Request: Convert every line of the items below into a numbered list, dropping any blank lines.

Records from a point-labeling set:
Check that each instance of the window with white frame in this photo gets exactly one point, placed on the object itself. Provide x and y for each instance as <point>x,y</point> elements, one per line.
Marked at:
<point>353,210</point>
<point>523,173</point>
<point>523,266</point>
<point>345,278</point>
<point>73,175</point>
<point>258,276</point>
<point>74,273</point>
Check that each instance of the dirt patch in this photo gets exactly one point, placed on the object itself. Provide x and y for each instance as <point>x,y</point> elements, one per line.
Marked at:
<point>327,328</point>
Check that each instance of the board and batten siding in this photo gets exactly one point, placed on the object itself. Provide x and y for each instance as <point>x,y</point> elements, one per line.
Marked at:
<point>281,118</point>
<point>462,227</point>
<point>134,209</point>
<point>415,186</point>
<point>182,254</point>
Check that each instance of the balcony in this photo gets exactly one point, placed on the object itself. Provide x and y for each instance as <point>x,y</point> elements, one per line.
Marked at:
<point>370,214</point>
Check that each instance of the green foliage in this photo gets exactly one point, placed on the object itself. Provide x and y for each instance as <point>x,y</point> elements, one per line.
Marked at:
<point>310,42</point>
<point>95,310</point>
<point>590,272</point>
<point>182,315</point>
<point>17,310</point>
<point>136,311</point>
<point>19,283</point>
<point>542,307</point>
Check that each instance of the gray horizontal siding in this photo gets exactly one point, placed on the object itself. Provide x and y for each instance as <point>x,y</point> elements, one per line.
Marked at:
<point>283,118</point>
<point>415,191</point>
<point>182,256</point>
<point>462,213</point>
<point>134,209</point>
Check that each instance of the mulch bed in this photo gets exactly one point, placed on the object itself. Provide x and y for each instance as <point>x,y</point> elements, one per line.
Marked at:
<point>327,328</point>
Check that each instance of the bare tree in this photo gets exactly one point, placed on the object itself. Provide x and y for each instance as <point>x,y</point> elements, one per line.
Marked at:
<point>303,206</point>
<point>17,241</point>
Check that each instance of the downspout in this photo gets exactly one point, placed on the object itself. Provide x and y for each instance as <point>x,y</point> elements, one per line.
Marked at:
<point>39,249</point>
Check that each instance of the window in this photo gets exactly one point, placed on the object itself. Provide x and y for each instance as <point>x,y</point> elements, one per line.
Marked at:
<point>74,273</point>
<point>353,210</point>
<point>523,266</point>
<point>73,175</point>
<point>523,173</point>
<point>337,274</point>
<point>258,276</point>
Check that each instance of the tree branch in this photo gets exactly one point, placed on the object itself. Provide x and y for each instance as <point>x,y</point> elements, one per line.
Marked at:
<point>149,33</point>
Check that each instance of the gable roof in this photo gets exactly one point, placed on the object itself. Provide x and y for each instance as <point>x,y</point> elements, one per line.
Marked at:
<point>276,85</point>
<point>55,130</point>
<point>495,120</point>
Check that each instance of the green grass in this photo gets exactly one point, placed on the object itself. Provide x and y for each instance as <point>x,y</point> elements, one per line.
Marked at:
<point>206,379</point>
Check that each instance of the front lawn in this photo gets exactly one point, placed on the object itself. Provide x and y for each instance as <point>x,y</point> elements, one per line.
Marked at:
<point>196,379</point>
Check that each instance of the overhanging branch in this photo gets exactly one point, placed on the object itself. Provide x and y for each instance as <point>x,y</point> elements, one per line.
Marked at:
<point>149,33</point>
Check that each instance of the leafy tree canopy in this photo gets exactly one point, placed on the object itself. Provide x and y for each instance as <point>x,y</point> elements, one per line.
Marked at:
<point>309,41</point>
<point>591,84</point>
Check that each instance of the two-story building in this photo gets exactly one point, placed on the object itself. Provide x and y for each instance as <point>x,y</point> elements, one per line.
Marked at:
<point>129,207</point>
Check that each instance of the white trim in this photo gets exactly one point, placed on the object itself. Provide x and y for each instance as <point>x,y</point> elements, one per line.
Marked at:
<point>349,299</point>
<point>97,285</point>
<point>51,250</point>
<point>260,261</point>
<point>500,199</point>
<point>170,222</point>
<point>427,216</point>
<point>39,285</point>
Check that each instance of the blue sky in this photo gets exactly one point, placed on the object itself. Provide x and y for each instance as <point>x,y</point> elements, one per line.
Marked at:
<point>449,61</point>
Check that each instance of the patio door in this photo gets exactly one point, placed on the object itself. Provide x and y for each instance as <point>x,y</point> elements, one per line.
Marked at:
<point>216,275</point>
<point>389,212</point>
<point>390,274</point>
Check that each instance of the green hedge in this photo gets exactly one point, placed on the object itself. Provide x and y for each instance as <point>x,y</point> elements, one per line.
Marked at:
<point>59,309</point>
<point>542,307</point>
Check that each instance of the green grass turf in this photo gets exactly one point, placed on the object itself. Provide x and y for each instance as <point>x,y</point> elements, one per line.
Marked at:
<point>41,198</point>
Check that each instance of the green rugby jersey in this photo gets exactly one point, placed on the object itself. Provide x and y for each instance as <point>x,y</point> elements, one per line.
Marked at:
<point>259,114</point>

Task response:
1. Check that each instance of the window with white frame in this photo gets exactly one point, placed on the object itself. Provide x and y for each instance as <point>x,y</point> elements, one per line.
2. Marked at:
3. <point>353,210</point>
4. <point>523,173</point>
5. <point>523,266</point>
6. <point>345,278</point>
7. <point>73,175</point>
8. <point>258,276</point>
9. <point>74,273</point>
10. Check that each instance of the dirt patch in this photo gets exactly one point, placed on the object itself. Provide x and y for each instance as <point>x,y</point> elements, one per line.
11. Marked at:
12. <point>327,328</point>
13. Check that each instance of the board and batten siding in this photo gets exactly one point, placed on the object itself. Provide x and y for each instance as <point>x,y</point> elements, one per line.
14. Marked at:
15. <point>281,118</point>
16. <point>462,227</point>
17. <point>134,209</point>
18. <point>415,186</point>
19. <point>182,254</point>
20. Check that each instance of the balcony in this photo gets exactly one point, placed on the object itself. Provide x and y for each instance as <point>x,y</point> elements, one per line.
21. Marked at:
22. <point>370,214</point>
23. Check that each instance of the green foliage in this photo gets exactly one point, placed on the object itself. Provide x and y for each instance as <point>x,y</point> elements, one per line.
24. Marked at:
25. <point>310,42</point>
26. <point>95,310</point>
27. <point>590,272</point>
28. <point>182,315</point>
29. <point>17,310</point>
30. <point>136,311</point>
31. <point>19,283</point>
32. <point>542,307</point>
33. Check that each instance of the gray horizontal siding in this photo gets exactly one point, placed on the object itself. Provide x and y for each instance as <point>x,y</point> elements, one per line.
34. Marked at:
35. <point>283,118</point>
36. <point>415,191</point>
37. <point>182,256</point>
38. <point>462,213</point>
39. <point>134,209</point>
40. Check that each instance of the mulch bed in this photo gets exactly one point, placed on the object itself. Provide x and y for each instance as <point>x,y</point> elements, one per line.
41. Marked at:
42. <point>327,328</point>
43. Check that each instance of the bare tree in this photo gets exactly one point, placed on the object itself. Provide x and y for each instance as <point>x,y</point> elements, one per line.
44. Marked at:
45. <point>303,206</point>
46. <point>17,241</point>
47. Check that each instance of the downspout in this photo gets exactly one point, placed on the object itself. Provide x and y for each instance as <point>x,y</point> elements, one per line.
48. Marked at:
49. <point>39,249</point>
50. Check that each instance of the window in this photo gets exactly one point, placed on the object itself. Provide x and y for each instance as <point>x,y</point> elements, one per line.
51. Marked at:
52. <point>74,273</point>
53. <point>353,210</point>
54. <point>523,266</point>
55. <point>73,175</point>
56. <point>523,173</point>
57. <point>337,274</point>
58. <point>258,276</point>
59. Check that each instance of the tree branch in this photo gets exactly one point, placed on the object itself. Provide x and y for each instance as <point>x,y</point> elements, one per line.
60. Marked at:
61. <point>149,33</point>
62. Check that each instance of the gable roof in this photo gets exactly one point, placed on the object itself. Provide x and y for each instance as <point>x,y</point> elements, one per line.
63. Marked at:
64. <point>276,85</point>
65. <point>55,130</point>
66. <point>495,120</point>
67. Check that each instance of the green grass in this photo gets exactly one point, placed on the object itself. Provide x and y for each instance as <point>x,y</point> elements, one per line.
68. Marked at:
69. <point>206,379</point>
70. Check that each instance of the front lawn in this photo gets exactly one point, placed on the object itself. Provide x and y for each instance as <point>x,y</point> elements, one per line.
71. Marked at:
72. <point>196,379</point>
73. Check that each instance of the overhanging branch in this photo gets exactly one point, placed on the object itself. Provide x and y for each instance as <point>x,y</point> elements, one per line.
74. Marked at:
75. <point>149,33</point>
76. Check that each instance of the leafy tree canopy in this photo gets exactly one point, placed on the object itself. Provide x and y for each instance as <point>x,y</point> elements, one per line.
77. Marked at:
78. <point>309,41</point>
79. <point>591,84</point>
80. Check that each instance of the two-story building in this photo gets exactly one point, placed on the object itself. Provide x and y for each instance as <point>x,y</point> elements, one per line.
81. Marked at:
82. <point>129,207</point>
83. Check that each instance of the white trim in this photo gets exactly one point, placed on the object itself. Provide x and y for each instance as <point>x,y</point> elements, one per line.
84. Marked at:
85. <point>349,299</point>
86. <point>97,285</point>
87. <point>51,250</point>
88. <point>260,261</point>
89. <point>500,199</point>
90. <point>170,222</point>
91. <point>427,216</point>
92. <point>39,285</point>
93. Check that each instance of the blue sky in this photo gets exactly one point, placed on the object itself. Provide x and y for each instance as <point>x,y</point> elements, one per line.
94. Marked at:
95. <point>449,61</point>
96. Check that each instance of the patio door in this photo gets exactly one point, placed on the object itself. Provide x and y for each instance as <point>x,y</point> elements, one per line.
97. Marked at:
98. <point>216,275</point>
99. <point>389,212</point>
100. <point>390,274</point>
101. Check that each instance of the green hedge in this photo gets exactly one point, placed on the object itself. Provide x and y for each instance as <point>x,y</point> elements, one per line.
102. Marked at:
103. <point>59,309</point>
104. <point>542,307</point>
105. Check that each instance of the green grass turf in this photo gets exactly one point, placed on the object itself. Provide x and y for each instance as <point>x,y</point> elements, one per line.
106. Marked at:
107. <point>41,198</point>
108. Check that each instance of the green rugby jersey in this photo gets exactly one point, placed on the object itself. Provide x and y for each instance as <point>x,y</point> elements, one per line.
109. Marked at:
110. <point>259,114</point>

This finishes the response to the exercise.